Give back, unchanged, each line from the one containing "[locate] the small framed" through the last line of the entries below.

--- START ---

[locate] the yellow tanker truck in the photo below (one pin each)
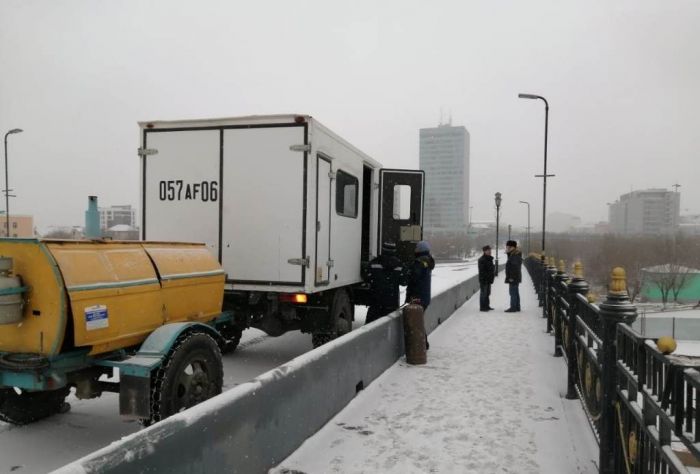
(74, 312)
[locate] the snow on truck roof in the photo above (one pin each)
(253, 120)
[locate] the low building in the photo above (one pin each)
(688, 291)
(122, 232)
(21, 226)
(562, 222)
(649, 211)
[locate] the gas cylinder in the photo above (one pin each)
(414, 334)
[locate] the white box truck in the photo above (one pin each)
(291, 210)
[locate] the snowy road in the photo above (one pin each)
(92, 424)
(490, 400)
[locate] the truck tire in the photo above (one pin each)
(339, 320)
(27, 407)
(191, 373)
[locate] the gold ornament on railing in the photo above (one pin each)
(618, 281)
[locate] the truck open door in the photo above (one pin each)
(401, 209)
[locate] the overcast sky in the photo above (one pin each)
(622, 79)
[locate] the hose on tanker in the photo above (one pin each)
(22, 361)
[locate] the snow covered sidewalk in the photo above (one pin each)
(490, 400)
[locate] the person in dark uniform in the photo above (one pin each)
(487, 272)
(419, 281)
(420, 276)
(513, 275)
(386, 273)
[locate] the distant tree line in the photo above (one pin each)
(673, 256)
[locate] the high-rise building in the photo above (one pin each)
(444, 156)
(649, 211)
(116, 215)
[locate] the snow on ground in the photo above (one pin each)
(490, 400)
(93, 424)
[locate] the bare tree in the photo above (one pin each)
(683, 275)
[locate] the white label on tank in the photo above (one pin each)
(96, 317)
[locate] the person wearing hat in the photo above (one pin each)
(386, 273)
(419, 281)
(420, 275)
(487, 272)
(513, 274)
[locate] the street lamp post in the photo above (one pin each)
(544, 176)
(7, 186)
(528, 225)
(498, 212)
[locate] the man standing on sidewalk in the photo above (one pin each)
(487, 272)
(513, 274)
(386, 273)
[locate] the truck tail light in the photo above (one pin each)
(297, 298)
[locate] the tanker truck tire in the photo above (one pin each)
(340, 320)
(191, 373)
(28, 407)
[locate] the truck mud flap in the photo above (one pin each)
(135, 396)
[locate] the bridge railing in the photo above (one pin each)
(641, 401)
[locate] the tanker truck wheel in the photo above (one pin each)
(340, 320)
(20, 408)
(191, 373)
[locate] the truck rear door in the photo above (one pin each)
(401, 208)
(264, 212)
(181, 176)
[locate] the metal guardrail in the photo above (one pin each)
(642, 404)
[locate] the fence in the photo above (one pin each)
(641, 403)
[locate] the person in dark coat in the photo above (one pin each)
(386, 273)
(487, 272)
(513, 274)
(420, 276)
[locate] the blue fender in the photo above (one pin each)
(162, 339)
(155, 348)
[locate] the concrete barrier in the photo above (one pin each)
(256, 425)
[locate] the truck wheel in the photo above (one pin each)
(27, 407)
(340, 320)
(231, 337)
(191, 373)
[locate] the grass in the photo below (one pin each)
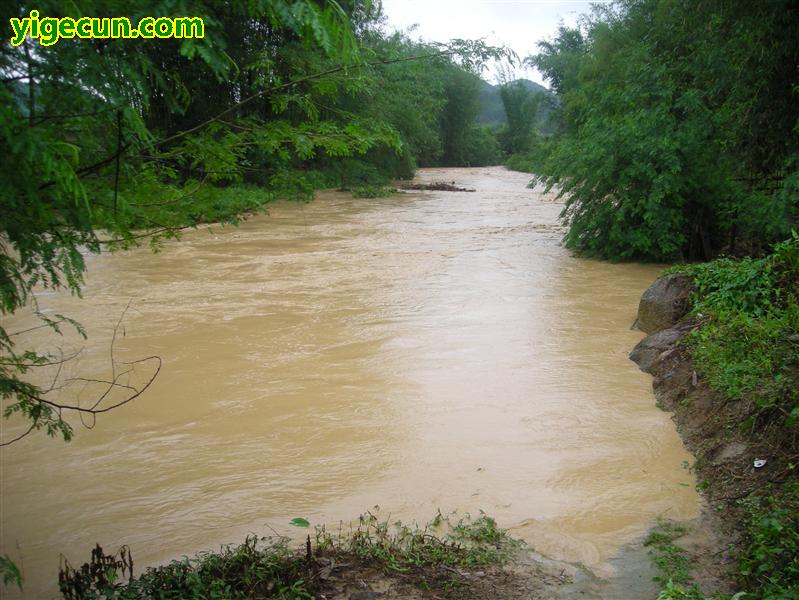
(746, 349)
(436, 557)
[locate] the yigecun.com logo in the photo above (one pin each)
(49, 30)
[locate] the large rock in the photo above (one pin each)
(664, 303)
(652, 347)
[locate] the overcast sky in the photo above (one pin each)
(518, 24)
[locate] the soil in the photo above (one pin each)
(709, 424)
(526, 575)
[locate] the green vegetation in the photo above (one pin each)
(107, 144)
(434, 557)
(770, 556)
(672, 562)
(679, 128)
(747, 349)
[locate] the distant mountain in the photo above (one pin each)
(492, 112)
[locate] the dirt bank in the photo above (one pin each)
(709, 425)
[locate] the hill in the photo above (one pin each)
(492, 112)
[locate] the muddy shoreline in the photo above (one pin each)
(707, 422)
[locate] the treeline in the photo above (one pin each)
(679, 128)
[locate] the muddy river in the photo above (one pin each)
(430, 350)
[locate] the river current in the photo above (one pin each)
(425, 351)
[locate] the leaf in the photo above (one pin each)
(300, 522)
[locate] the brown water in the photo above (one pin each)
(428, 350)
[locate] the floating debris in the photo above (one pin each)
(437, 186)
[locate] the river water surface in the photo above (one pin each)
(431, 350)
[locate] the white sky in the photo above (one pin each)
(518, 24)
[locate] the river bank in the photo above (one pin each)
(722, 354)
(421, 351)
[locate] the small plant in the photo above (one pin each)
(434, 556)
(672, 561)
(770, 556)
(372, 191)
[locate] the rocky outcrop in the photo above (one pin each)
(664, 303)
(649, 350)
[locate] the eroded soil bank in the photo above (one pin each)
(725, 455)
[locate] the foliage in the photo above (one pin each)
(746, 349)
(10, 572)
(672, 561)
(680, 125)
(109, 143)
(770, 557)
(521, 109)
(468, 543)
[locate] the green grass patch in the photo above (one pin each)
(747, 348)
(769, 560)
(434, 556)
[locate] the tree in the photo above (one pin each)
(92, 130)
(679, 128)
(521, 109)
(108, 143)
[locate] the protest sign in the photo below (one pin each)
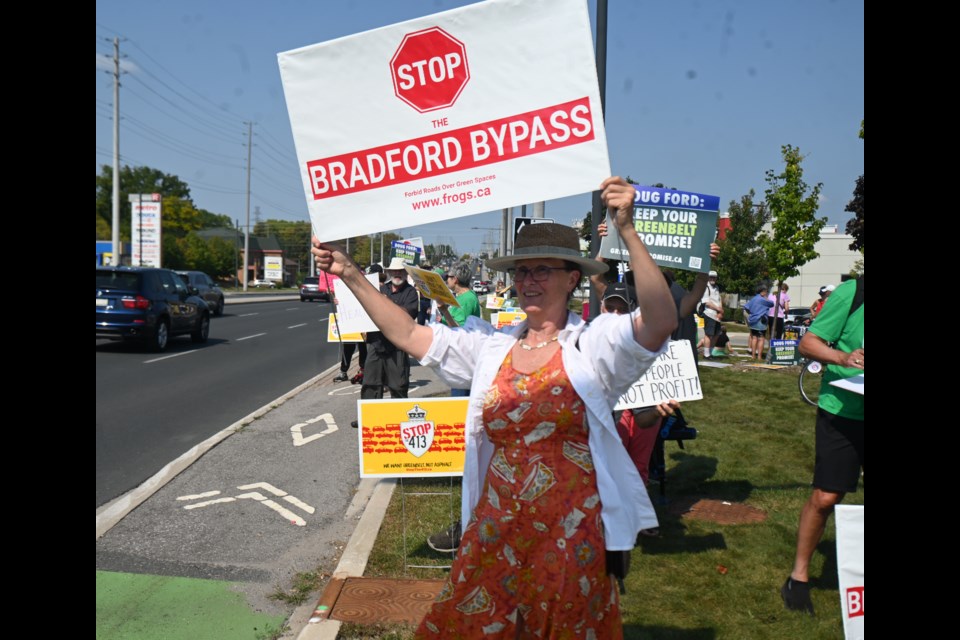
(334, 335)
(509, 319)
(412, 438)
(496, 302)
(784, 352)
(351, 316)
(672, 376)
(431, 285)
(850, 557)
(405, 251)
(447, 116)
(677, 228)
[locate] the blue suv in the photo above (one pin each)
(150, 305)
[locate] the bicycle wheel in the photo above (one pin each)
(811, 376)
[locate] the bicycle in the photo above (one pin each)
(811, 375)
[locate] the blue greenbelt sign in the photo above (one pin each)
(676, 226)
(784, 352)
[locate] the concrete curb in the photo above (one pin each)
(353, 560)
(109, 515)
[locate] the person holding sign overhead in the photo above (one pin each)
(547, 483)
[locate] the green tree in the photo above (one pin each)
(742, 262)
(855, 224)
(795, 227)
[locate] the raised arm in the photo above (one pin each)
(393, 321)
(658, 316)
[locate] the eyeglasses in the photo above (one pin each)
(539, 274)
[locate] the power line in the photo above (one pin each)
(216, 108)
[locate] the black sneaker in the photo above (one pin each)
(796, 595)
(446, 541)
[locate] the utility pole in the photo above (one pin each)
(246, 236)
(115, 217)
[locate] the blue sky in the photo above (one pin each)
(700, 96)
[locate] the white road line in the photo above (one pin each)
(205, 494)
(172, 355)
(198, 505)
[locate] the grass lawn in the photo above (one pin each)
(699, 580)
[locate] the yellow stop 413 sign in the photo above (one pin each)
(413, 438)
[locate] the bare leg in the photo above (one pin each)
(813, 520)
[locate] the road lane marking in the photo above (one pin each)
(297, 430)
(285, 513)
(172, 355)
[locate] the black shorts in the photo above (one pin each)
(839, 453)
(710, 326)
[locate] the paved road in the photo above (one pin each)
(151, 408)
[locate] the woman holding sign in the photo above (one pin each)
(547, 483)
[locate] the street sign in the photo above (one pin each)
(520, 223)
(429, 69)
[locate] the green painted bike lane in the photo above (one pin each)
(134, 607)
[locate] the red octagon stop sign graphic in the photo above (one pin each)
(429, 69)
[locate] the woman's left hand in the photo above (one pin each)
(618, 196)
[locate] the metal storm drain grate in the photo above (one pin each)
(371, 600)
(719, 511)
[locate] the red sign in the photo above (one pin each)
(429, 69)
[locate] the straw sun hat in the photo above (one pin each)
(548, 240)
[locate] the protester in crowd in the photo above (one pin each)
(712, 313)
(684, 301)
(386, 365)
(458, 279)
(776, 318)
(426, 304)
(817, 306)
(547, 483)
(756, 314)
(836, 340)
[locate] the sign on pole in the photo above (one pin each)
(672, 376)
(454, 116)
(145, 229)
(414, 438)
(677, 228)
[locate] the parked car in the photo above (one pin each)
(149, 305)
(206, 287)
(315, 288)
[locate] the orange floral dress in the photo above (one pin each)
(535, 545)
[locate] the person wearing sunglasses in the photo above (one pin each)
(547, 484)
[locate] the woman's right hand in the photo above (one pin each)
(330, 258)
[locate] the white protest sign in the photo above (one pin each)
(850, 555)
(672, 376)
(475, 109)
(351, 316)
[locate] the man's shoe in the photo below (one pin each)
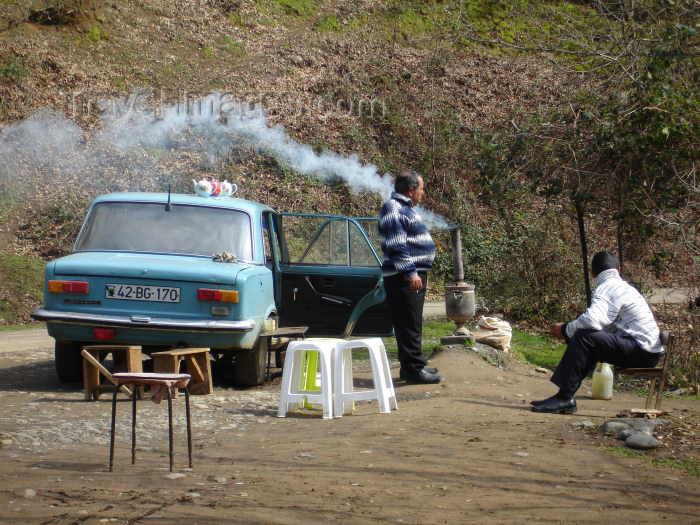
(423, 377)
(540, 401)
(403, 375)
(555, 405)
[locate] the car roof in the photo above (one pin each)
(180, 198)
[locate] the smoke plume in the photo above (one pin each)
(140, 148)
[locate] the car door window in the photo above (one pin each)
(334, 241)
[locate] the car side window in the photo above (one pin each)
(328, 240)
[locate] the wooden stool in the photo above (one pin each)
(161, 384)
(198, 366)
(92, 368)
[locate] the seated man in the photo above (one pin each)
(617, 328)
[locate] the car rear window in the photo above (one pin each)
(145, 227)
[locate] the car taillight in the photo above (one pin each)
(219, 296)
(105, 334)
(68, 287)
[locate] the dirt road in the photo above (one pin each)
(466, 451)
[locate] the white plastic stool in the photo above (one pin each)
(343, 391)
(292, 392)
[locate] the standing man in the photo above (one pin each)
(617, 328)
(409, 251)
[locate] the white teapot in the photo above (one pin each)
(202, 188)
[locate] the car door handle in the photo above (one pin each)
(328, 298)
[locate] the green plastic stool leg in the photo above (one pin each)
(308, 378)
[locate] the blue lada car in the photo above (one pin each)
(166, 271)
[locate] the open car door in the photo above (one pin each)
(329, 276)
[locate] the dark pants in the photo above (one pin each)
(406, 308)
(588, 347)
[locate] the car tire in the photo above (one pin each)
(249, 365)
(69, 362)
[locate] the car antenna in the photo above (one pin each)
(168, 207)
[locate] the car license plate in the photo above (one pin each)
(135, 292)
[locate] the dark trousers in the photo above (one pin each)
(588, 347)
(406, 309)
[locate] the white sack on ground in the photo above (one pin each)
(494, 332)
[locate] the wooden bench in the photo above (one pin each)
(196, 361)
(283, 336)
(93, 369)
(660, 372)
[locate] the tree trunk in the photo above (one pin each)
(584, 249)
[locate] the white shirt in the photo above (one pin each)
(617, 307)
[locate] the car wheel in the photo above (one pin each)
(249, 365)
(69, 362)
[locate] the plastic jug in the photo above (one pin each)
(602, 382)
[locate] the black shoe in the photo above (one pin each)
(423, 377)
(403, 375)
(540, 401)
(556, 405)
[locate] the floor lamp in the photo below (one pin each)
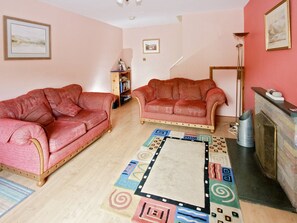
(240, 72)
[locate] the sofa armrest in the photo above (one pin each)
(29, 135)
(214, 97)
(97, 101)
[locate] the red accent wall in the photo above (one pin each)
(268, 69)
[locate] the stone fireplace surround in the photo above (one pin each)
(286, 122)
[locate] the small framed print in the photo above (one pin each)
(24, 39)
(151, 46)
(277, 27)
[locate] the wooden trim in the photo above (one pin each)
(41, 178)
(40, 153)
(5, 39)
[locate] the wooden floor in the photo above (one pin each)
(75, 191)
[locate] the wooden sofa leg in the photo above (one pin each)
(41, 182)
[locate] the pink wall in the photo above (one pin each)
(207, 40)
(268, 69)
(156, 65)
(83, 51)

--- END ---

Answer area
[locate] the small framed print in the photo above (one pin each)
(24, 39)
(151, 46)
(277, 27)
[locate] the wooden trim in the photo above (one pin each)
(41, 178)
(40, 153)
(5, 39)
[locate] the wooden floor in the photo above (one pin each)
(75, 191)
[locate] the wooden sofa leg in the photo above (one pin each)
(41, 182)
[locate] the pink wall in the photo above (one pin each)
(207, 40)
(268, 69)
(156, 65)
(83, 51)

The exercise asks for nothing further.